Prompt:
Reproduce word for word the stretch from "Have you ever" through "his ego bruised." in the forum advice below.

Passage provided:
┌────────

I would suggest asking for a foot rub since you are pregnant and carrying alot of extra everything around. If you dont like foot rubs, ask him to rub your legs or something you are comfortable with. Use it as your mini warm up. Ask him to rub a little higher until he is right near "there" and then start to tell him how good that feels. SOunds like you dont have much of a problem compared to others (including myself) here. But, that being said, it feels like a huge problem for you and your circumstances. this should be easy to help for now. After you get your body back later... and want to resume or start other things with him... try different positions that dont crush your belly There are alot of them... spooning, you lay on your back at an angle to him as he lays on his side and you drape your legs up over his hip area... that would be good during pregnancy too! You on top, reverse on top, sitting facing each other while you lean back on your hands and straddle him. So many I didnt know about during my first marriage... my ex didnt know them either. maybe we would have had more sex if we had known them.

Good luck and enjoy your pregnancy!


----------



## Enchantment (May 11, 2011)

Hi Lizzie ~

Have you ever considered marriage counseling - getting a more objective third-party to help you two so that you can learn how to better communicate with each other and understand what is important to each of you?

It sounds like your H may be a selfish lover, but how do you go about communicating the things that you would like? Can you whisper in his ear - 'hey, i really love when you ...'? Can you help direct his hands?

Each person is a participant in sex, and as such you also have some measure of control over the pace that gets set. If you don't like the pace, then try and slow him down - ask him or tell him or show him what you would like him to do. And you can do it in a kind of sexy, sultry way so that it becomes part of the lovemaking - so that he doesn't end up feeling like an inept lover and get his ego bruised.

└────────

Dataset section:
┌────────

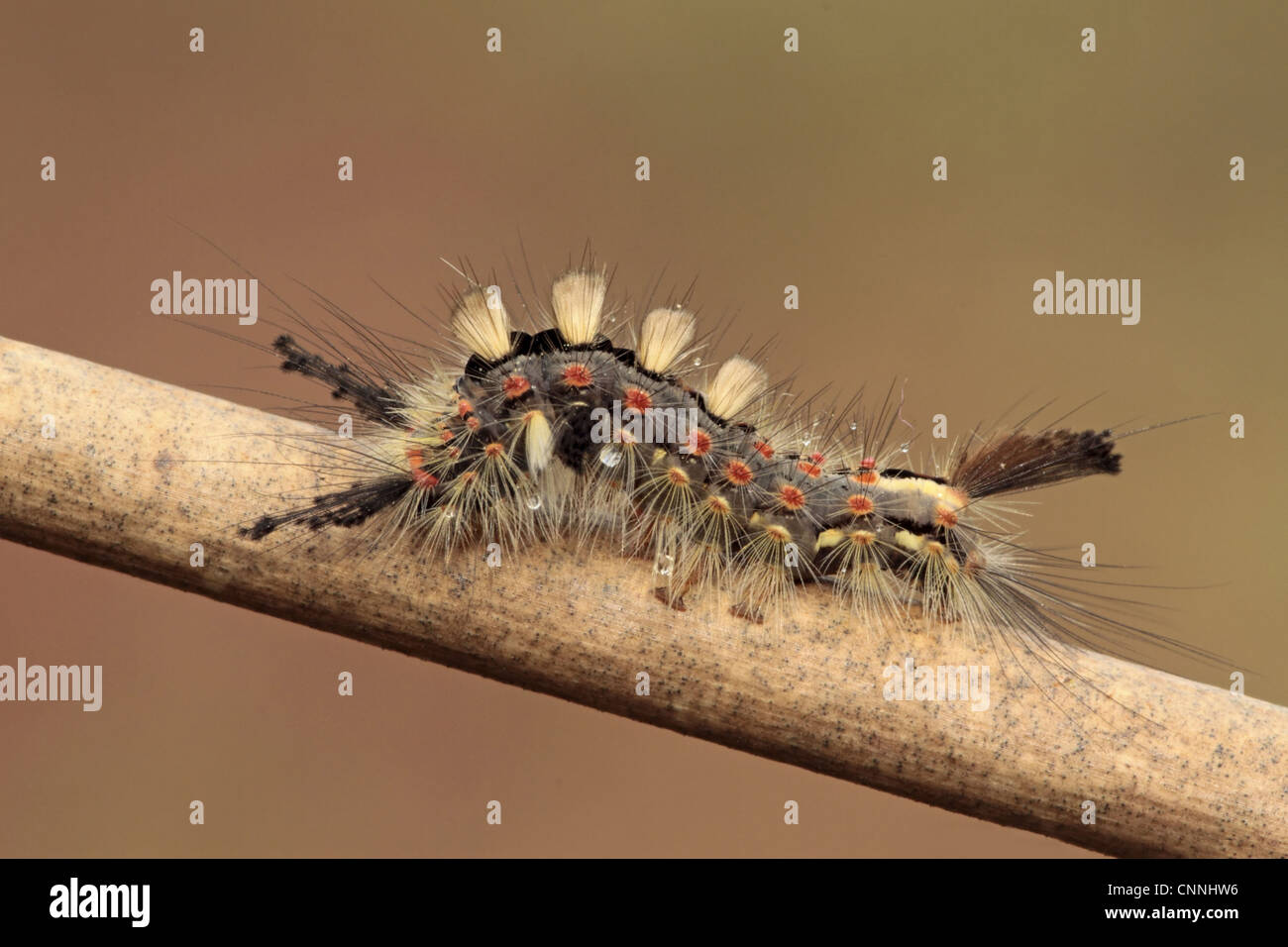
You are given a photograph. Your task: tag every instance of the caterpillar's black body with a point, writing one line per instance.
(516, 447)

└────────

Reply:
Have you ever considered marriage counseling - getting a more objective third-party to help you two so that you can learn how to better communicate with each other and understand what is important to each of you?

It sounds like your H may be a selfish lover, but how do you go about communicating the things that you would like? Can you whisper in his ear - 'hey, i really love when you ...'? Can you help direct his hands?

Each person is a participant in sex, and as such you also have some measure of control over the pace that gets set. If you don't like the pace, then try and slow him down - ask him or tell him or show him what you would like him to do. And you can do it in a kind of sexy, sultry way so that it becomes part of the lovemaking - so that he doesn't end up feeling like an inept lover and get his ego bruised.